- _RECORDS SHOWN_
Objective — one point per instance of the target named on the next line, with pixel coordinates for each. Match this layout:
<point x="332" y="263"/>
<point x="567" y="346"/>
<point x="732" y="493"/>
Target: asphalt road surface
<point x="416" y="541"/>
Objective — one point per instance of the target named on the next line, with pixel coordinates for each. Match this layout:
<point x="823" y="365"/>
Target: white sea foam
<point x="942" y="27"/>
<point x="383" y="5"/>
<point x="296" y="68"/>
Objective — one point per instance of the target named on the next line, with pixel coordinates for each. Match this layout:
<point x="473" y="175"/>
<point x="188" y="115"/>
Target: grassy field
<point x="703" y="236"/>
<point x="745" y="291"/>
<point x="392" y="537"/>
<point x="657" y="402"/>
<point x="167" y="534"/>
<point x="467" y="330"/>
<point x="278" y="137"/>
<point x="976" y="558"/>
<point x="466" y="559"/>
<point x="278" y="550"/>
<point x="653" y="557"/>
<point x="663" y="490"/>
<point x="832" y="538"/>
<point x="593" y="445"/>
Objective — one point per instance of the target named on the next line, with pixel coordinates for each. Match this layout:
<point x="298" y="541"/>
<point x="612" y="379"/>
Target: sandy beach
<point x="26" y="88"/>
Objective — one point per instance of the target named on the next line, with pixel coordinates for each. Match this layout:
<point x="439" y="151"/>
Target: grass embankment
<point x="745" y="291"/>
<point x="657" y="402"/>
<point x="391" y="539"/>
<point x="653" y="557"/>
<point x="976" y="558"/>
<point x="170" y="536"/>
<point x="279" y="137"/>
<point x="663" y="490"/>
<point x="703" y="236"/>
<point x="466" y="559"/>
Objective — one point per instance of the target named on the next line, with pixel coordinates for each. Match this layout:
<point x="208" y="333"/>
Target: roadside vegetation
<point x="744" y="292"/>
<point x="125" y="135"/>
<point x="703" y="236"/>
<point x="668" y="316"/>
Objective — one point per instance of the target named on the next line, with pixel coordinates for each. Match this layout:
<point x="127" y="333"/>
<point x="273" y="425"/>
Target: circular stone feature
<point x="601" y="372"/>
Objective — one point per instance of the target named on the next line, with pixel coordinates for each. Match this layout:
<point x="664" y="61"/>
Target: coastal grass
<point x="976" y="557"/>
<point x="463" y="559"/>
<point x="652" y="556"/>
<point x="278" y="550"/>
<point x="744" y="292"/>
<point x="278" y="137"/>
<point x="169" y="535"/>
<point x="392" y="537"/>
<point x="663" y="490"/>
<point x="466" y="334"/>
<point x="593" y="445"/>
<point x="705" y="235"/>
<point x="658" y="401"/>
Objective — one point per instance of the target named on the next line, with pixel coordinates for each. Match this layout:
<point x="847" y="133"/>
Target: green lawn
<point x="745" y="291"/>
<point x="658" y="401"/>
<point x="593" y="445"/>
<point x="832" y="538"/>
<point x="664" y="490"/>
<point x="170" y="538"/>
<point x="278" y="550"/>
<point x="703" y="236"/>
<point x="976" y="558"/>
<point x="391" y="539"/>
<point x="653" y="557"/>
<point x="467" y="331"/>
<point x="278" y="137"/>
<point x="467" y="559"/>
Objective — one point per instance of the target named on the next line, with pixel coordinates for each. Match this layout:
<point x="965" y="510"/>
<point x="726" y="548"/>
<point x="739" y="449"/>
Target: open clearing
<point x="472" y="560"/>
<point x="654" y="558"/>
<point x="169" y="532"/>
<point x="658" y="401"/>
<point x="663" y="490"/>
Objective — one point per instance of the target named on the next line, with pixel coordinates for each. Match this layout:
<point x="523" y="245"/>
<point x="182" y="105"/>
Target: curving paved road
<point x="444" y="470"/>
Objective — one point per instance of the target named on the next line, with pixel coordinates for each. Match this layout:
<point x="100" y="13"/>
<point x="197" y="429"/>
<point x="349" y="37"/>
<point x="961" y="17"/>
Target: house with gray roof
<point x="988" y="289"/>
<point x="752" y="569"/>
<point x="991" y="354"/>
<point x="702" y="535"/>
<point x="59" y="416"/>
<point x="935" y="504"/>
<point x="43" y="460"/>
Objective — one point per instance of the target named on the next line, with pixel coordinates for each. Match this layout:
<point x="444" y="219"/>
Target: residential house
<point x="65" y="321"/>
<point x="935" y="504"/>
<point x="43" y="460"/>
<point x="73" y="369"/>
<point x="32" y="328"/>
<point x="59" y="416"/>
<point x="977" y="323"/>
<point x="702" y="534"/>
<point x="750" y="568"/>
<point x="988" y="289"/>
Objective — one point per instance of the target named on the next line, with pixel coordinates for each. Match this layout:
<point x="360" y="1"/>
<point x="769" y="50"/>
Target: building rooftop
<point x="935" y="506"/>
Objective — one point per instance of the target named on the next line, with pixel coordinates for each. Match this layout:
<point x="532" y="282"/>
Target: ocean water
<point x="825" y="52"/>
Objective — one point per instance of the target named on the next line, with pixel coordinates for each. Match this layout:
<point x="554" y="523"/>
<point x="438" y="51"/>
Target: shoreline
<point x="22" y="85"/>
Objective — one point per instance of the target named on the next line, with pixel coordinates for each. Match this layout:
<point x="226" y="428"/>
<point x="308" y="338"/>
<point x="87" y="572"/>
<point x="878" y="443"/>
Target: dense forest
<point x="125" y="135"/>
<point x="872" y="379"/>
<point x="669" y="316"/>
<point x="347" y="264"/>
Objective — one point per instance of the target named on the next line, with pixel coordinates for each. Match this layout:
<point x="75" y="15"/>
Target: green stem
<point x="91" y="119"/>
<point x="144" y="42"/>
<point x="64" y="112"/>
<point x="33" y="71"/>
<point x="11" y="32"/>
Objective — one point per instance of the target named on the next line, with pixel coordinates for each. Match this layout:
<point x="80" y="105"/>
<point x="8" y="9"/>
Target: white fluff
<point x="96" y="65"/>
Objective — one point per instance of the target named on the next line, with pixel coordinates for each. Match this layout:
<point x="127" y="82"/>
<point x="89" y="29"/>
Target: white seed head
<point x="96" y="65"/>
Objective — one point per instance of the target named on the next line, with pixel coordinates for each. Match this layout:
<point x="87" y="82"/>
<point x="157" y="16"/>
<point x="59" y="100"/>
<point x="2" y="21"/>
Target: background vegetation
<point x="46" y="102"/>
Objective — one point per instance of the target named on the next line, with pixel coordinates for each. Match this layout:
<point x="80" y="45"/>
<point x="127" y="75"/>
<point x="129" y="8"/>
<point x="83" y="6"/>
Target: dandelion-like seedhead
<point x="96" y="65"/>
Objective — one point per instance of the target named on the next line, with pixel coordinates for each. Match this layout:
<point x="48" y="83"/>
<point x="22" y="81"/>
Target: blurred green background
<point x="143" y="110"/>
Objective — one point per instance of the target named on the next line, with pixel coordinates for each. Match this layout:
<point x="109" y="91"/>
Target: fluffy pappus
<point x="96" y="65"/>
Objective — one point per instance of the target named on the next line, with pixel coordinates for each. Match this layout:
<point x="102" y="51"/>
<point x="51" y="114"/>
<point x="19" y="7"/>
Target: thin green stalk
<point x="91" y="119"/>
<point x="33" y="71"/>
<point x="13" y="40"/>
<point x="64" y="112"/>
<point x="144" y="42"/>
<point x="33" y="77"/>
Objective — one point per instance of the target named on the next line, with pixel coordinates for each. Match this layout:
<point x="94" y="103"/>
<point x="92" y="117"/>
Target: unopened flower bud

- _EXERCISE OBJECTIVE_
Output every entry shown above, exactly.

- _TASK RESPONSE_
Objective — one point per instance of the target named on the next line, with pixel coordinates for each. Match this layout:
<point x="332" y="263"/>
<point x="567" y="346"/>
<point x="732" y="493"/>
Target: asphalt road surface
<point x="416" y="541"/>
Objective — one point per instance of the target named on the next line, with pixel coordinates for each. Match this layout:
<point x="823" y="365"/>
Target: white sea foam
<point x="942" y="27"/>
<point x="383" y="5"/>
<point x="296" y="68"/>
Objective — one point per instance of the target named on the next line, with pixel coordinates for each. Match this layout:
<point x="473" y="175"/>
<point x="188" y="115"/>
Target: grassy field
<point x="703" y="236"/>
<point x="745" y="291"/>
<point x="392" y="537"/>
<point x="657" y="402"/>
<point x="167" y="534"/>
<point x="467" y="330"/>
<point x="278" y="137"/>
<point x="976" y="558"/>
<point x="466" y="559"/>
<point x="278" y="550"/>
<point x="653" y="557"/>
<point x="663" y="490"/>
<point x="832" y="538"/>
<point x="593" y="445"/>
Objective — one point per instance of the target named on the next line, with pixel coordinates for each. Match this layout:
<point x="298" y="541"/>
<point x="612" y="379"/>
Target: sandy beach
<point x="26" y="88"/>
Objective — one point per instance of the target named on the next line, with pixel coordinates for each. Match this layout:
<point x="439" y="151"/>
Target: grass embankment
<point x="745" y="291"/>
<point x="657" y="402"/>
<point x="391" y="539"/>
<point x="653" y="557"/>
<point x="976" y="558"/>
<point x="170" y="536"/>
<point x="279" y="137"/>
<point x="663" y="490"/>
<point x="703" y="236"/>
<point x="466" y="559"/>
Objective — one point per instance of the target named on the next line, with pixel coordinates for each. Match this layout:
<point x="208" y="333"/>
Target: roadside vegetation
<point x="744" y="292"/>
<point x="125" y="135"/>
<point x="703" y="236"/>
<point x="668" y="316"/>
Objective — one point per instance of the target named on the next line, with pixel coordinates for each. Match this layout:
<point x="127" y="333"/>
<point x="273" y="425"/>
Target: circular stone feature
<point x="601" y="372"/>
Objective — one point per instance of the target named on the next line, with pixel coordinates for each. Match this layout:
<point x="664" y="61"/>
Target: coastal grass
<point x="976" y="557"/>
<point x="463" y="559"/>
<point x="652" y="556"/>
<point x="278" y="550"/>
<point x="744" y="292"/>
<point x="278" y="137"/>
<point x="169" y="535"/>
<point x="392" y="537"/>
<point x="663" y="490"/>
<point x="466" y="334"/>
<point x="593" y="445"/>
<point x="705" y="235"/>
<point x="658" y="401"/>
Objective — one point per instance of the target named on the next line, with pixel coordinates for each. Match this layout:
<point x="847" y="133"/>
Target: green lawn
<point x="745" y="291"/>
<point x="658" y="401"/>
<point x="593" y="445"/>
<point x="832" y="538"/>
<point x="664" y="490"/>
<point x="170" y="538"/>
<point x="278" y="550"/>
<point x="703" y="236"/>
<point x="976" y="558"/>
<point x="391" y="539"/>
<point x="653" y="557"/>
<point x="467" y="331"/>
<point x="278" y="137"/>
<point x="467" y="559"/>
Objective — one point per instance of the target named on the next line, with pixel coordinates for each. Match this layout:
<point x="965" y="510"/>
<point x="726" y="548"/>
<point x="739" y="449"/>
Target: open clearing
<point x="472" y="560"/>
<point x="654" y="558"/>
<point x="169" y="532"/>
<point x="658" y="401"/>
<point x="663" y="490"/>
Objective — one point per instance of the target named on the next line, with pixel coordinates for each. Match this layout:
<point x="523" y="245"/>
<point x="182" y="105"/>
Target: curving paved road
<point x="444" y="470"/>
Objective — one point per instance of the target named on the next line, with pixel coordinates for each. Match this layout:
<point x="100" y="13"/>
<point x="197" y="429"/>
<point x="349" y="37"/>
<point x="961" y="17"/>
Target: house with gray roof
<point x="988" y="289"/>
<point x="752" y="569"/>
<point x="991" y="354"/>
<point x="702" y="535"/>
<point x="59" y="416"/>
<point x="935" y="504"/>
<point x="43" y="460"/>
Objective — one point per instance of the target named on the next line, with pixel coordinates for each. Match this layout:
<point x="444" y="219"/>
Target: residential house
<point x="65" y="321"/>
<point x="935" y="504"/>
<point x="43" y="460"/>
<point x="73" y="369"/>
<point x="32" y="328"/>
<point x="59" y="416"/>
<point x="977" y="323"/>
<point x="702" y="534"/>
<point x="750" y="568"/>
<point x="988" y="289"/>
Objective — one point per instance of the target named on the next line, with pixel coordinates for each. Match this layout:
<point x="360" y="1"/>
<point x="769" y="50"/>
Target: building rooftop
<point x="935" y="506"/>
Objective — one point per instance of the target named on the next line, with pixel coordinates for each. Match this layout:
<point x="532" y="282"/>
Target: ocean water
<point x="825" y="52"/>
Objective — one point per instance of the target named on the next line, with pixel coordinates for each. Match this layout:
<point x="554" y="523"/>
<point x="438" y="51"/>
Target: shoreline
<point x="22" y="85"/>
Objective — one point per instance of the target named on the next line, with pixel coordinates for each. Match this layout:
<point x="226" y="428"/>
<point x="308" y="338"/>
<point x="87" y="572"/>
<point x="878" y="443"/>
Target: dense forest
<point x="125" y="135"/>
<point x="872" y="379"/>
<point x="669" y="316"/>
<point x="347" y="264"/>
Objective — one point per instance of the target named on the next line, with pixel coordinates for each. Match this layout:
<point x="75" y="15"/>
Target: green stem
<point x="91" y="119"/>
<point x="144" y="42"/>
<point x="64" y="112"/>
<point x="33" y="71"/>
<point x="11" y="32"/>
Objective — one point per instance of the target named on the next line, with pixel coordinates for each. Match this layout:
<point x="80" y="105"/>
<point x="8" y="9"/>
Target: white fluff
<point x="96" y="65"/>
Objective — one point per instance of the target named on the next line, with pixel coordinates for each. Match this layout:
<point x="127" y="82"/>
<point x="89" y="29"/>
Target: white seed head
<point x="96" y="65"/>
Objective — one point per instance of the target named on the next line, with pixel coordinates for each. Match this layout:
<point x="87" y="82"/>
<point x="157" y="16"/>
<point x="59" y="100"/>
<point x="2" y="21"/>
Target: background vegetation
<point x="46" y="102"/>
Objective — one point per instance of the target named on the next line, with pixel coordinates for each. Match this layout:
<point x="80" y="45"/>
<point x="127" y="75"/>
<point x="129" y="8"/>
<point x="83" y="6"/>
Target: dandelion-like seedhead
<point x="96" y="65"/>
Objective — one point per instance of the target named on the next line, with pixel coordinates for each. Match this layout:
<point x="48" y="83"/>
<point x="22" y="81"/>
Target: blurred green background
<point x="143" y="110"/>
Objective — one point per instance of the target named on the next line, with pixel coordinates for each. Match this layout:
<point x="109" y="91"/>
Target: fluffy pappus
<point x="96" y="65"/>
Objective — one point per instance of the target named on the next line, with pixel coordinates for each. Match this layout:
<point x="102" y="51"/>
<point x="51" y="114"/>
<point x="19" y="7"/>
Target: thin green stalk
<point x="91" y="119"/>
<point x="33" y="71"/>
<point x="13" y="40"/>
<point x="64" y="112"/>
<point x="144" y="42"/>
<point x="33" y="77"/>
Objective — one point per instance of the target named on the next line, with pixel coordinates for each. Match this layout:
<point x="94" y="103"/>
<point x="92" y="117"/>
Target: unopened flower bud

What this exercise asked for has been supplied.